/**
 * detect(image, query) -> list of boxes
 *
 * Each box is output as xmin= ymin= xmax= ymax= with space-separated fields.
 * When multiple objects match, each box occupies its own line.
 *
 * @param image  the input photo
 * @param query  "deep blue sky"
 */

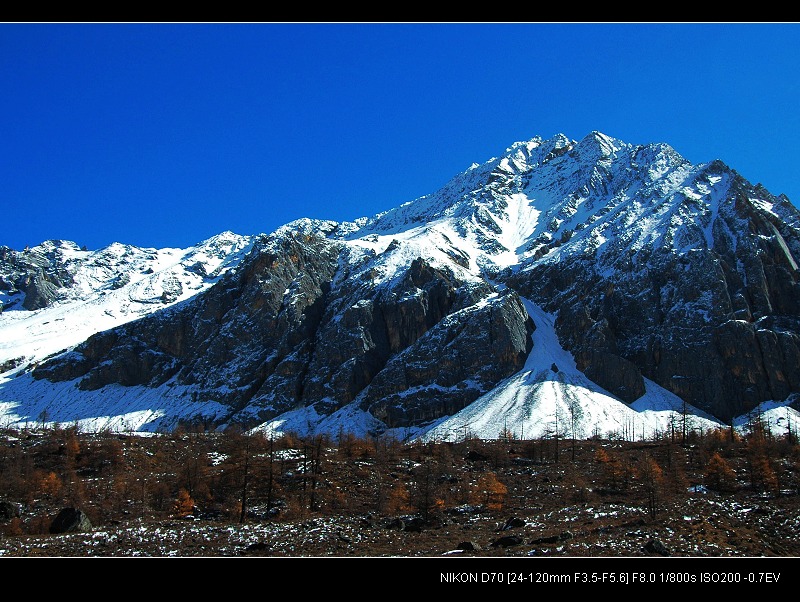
xmin=0 ymin=23 xmax=800 ymax=250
※ ※ ※
Your task.
Put every line of the records above into a Markdown table with the columns Row and Line, numbering the rows and skipping blank lines. Leave the pictures out of your answer.

Written response.
| Row | Line |
|---|---|
| 1 | /** |
| 2 |  * detect(image, query) -> list of boxes |
| 3 |  * |
| 4 |  * Each box is output as xmin= ymin= xmax= ymax= with space-separated fields. |
| 5 |  * When multiple objects match, each box occupies its own line. |
| 6 |  * |
| 7 |  * @param image  the input photo |
| 8 |  * @param query  "deep blue sky" |
| 9 |  */ |
| 10 | xmin=0 ymin=23 xmax=800 ymax=250 |